[Point localization data]
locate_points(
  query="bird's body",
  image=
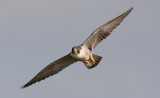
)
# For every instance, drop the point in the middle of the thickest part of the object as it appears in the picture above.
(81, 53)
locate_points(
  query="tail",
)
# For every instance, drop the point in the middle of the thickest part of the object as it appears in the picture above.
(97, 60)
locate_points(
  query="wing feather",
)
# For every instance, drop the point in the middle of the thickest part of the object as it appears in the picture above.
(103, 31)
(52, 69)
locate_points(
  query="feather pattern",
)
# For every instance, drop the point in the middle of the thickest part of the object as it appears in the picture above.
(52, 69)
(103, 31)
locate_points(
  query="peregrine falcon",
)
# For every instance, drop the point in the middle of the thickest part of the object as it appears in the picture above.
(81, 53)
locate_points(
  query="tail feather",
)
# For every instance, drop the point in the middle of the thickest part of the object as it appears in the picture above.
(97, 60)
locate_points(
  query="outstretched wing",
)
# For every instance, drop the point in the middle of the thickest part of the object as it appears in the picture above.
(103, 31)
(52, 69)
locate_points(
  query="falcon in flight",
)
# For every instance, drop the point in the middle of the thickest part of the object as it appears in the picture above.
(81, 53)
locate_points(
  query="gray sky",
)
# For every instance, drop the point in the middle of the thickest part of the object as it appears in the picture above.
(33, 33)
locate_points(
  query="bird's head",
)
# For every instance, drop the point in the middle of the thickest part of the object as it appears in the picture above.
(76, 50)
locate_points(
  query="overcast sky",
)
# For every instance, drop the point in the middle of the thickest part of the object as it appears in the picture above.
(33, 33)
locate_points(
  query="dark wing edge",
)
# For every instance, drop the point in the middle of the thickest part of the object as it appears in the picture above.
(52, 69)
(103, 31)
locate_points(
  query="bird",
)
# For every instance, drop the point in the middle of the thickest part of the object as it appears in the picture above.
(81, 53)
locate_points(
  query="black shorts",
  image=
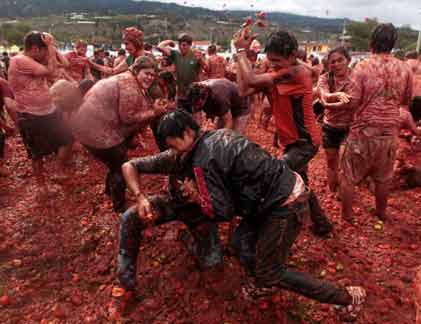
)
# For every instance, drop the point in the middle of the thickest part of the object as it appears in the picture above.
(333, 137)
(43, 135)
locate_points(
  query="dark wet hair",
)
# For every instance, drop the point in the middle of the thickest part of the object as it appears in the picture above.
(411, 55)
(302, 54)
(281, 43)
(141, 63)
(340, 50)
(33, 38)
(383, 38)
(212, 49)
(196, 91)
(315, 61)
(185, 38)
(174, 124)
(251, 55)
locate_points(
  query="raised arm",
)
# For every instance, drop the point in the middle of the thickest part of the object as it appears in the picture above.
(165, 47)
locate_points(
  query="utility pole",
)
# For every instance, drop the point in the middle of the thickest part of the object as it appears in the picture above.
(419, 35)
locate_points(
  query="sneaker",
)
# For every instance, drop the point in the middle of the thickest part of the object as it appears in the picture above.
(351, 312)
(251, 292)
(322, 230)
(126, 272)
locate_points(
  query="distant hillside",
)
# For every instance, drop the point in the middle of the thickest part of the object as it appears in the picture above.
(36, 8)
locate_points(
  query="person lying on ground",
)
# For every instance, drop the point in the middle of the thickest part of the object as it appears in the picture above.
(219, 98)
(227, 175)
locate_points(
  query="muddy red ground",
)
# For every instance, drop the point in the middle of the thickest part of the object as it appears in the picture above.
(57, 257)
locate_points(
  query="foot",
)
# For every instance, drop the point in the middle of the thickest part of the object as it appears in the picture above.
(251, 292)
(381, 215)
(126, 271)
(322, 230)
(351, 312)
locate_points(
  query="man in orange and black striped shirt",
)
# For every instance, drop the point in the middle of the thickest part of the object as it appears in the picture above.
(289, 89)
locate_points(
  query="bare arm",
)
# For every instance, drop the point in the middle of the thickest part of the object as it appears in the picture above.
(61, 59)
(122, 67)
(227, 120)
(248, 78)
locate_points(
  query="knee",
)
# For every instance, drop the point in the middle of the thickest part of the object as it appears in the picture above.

▶ _DIRECTIONS_: I need the entries printed exactly, with each picture left out.

▶ _TASK RESULT_:
locate_points(
  query="bird's body",
  image=
)
# For every instance, drop the point in the middle of the thickest part of the object as it appears in the picture above.
(81, 53)
locate_points(
  query="tail",
)
# For every instance, drop the point in the middle of the thickest part of the object as it appears in the picture above.
(97, 60)
locate_points(
  query="wing feather",
)
# For every instance, drop the point in the middle of the thickest part of the object as it appears in the picture above.
(103, 31)
(52, 69)
locate_points(
  query="feather pattern",
)
# For every instance, drop the point in the middle of the thickest part of the object as it appears in the picture above.
(52, 69)
(103, 31)
locate_points(
  query="peregrine falcon",
)
# For every instance, drop the point in the middle of the thickest part of the object as it appears in the picture above.
(81, 53)
locate_points(
  query="tail feather",
)
# For every instance, drop the point in the middle of the thickest part of the object as it appears in the picture above.
(97, 60)
locate_points(
  query="outstretched wing",
)
# For every instance, drop the point in the middle of the thickest part of the object as it appears in the picture above.
(103, 31)
(52, 69)
locate_points(
  query="falcon in flight",
)
# For every instance, drop the point in the middle of the thickest part of the object as it appears in the picture above.
(81, 53)
locate_points(
  query="gray sky",
)
# For every instance, drop the point in the middle of the thickest part of the object as it appears in the picture above.
(33, 33)
locate_points(
  query="bird's head",
)
# For every instance, drop the point in the middle of the thickest part of the object as it appears in the picture above.
(76, 50)
locate_points(
  query="overcast sky",
)
# For every instance, drop the point in the middle of the thickest part of the object as it appears in the picture above.
(33, 33)
locate_points(
  query="dark wing edge",
)
# For every instance, drop the point in the middle of the thickest part of the object as it appears in the picture above.
(52, 69)
(103, 31)
locate_points(
  query="bird",
)
# For every instance, drop the point in the middle of the thickest part of the object as it appears in the picture above.
(81, 53)
locate_points(
  query="black shorts",
  image=
)
# For every instance, drop the point in the middle of the thickest part of the object as it appears in the picture above.
(333, 137)
(43, 135)
locate_points(
  query="dark wet hair",
)
# For every instance, drop the point in the middle of the thickest part of the object as it appears in the picture above.
(411, 55)
(302, 54)
(281, 43)
(141, 63)
(340, 50)
(33, 38)
(383, 38)
(212, 49)
(196, 91)
(315, 61)
(185, 38)
(174, 124)
(251, 55)
locate_points(
  query="raised arm",
)
# For every instance, drop the point in the middle of the thickest part of the object as it appears in the picture above.
(165, 47)
locate_points(
  query="utility pole",
)
# For every instance, drop the point in the middle of the thickest part of the object as it appears in the picture above.
(419, 35)
locate_points(
  query="sneaker",
)
# For every instance, drop the point in the middle of the thickest part of the object as it appears in the picture above.
(351, 312)
(251, 292)
(322, 230)
(126, 272)
locate_points(
  query="distant hillside",
)
# For every instance, drop the point in the middle of the thickest part of the object as it appears in the picture above.
(36, 8)
locate_points(
  query="person lying on ground",
)
# For every instance, drop the point in the middle of the thickest part of the object as it appears in the picture above.
(219, 98)
(227, 175)
locate_points(
  query="muddy red ground",
)
# For every instance, drop the point in the middle of the thickest part of the object as it appears in the picture above.
(57, 257)
locate_points(
  query="foot",
)
# For every instance, drop the point in the middle of the thickest part of the object as it appears in the picture above.
(251, 292)
(381, 215)
(126, 271)
(322, 230)
(351, 312)
locate_points(
  query="man in orange and black striped shirt",
)
# For every instance, drop the point in the middle of the thickest part of the object as it appears in the picture above.
(289, 89)
locate_points(
  query="bare arm",
)
# For every instance, drop the point in the middle of the thickest part of the object as it appears in the picture above.
(61, 59)
(122, 67)
(227, 120)
(248, 78)
locate_points(
  query="knee",
)
# For every instance, drop the point in the middle of the thickest part of the object as it appears in the picture above.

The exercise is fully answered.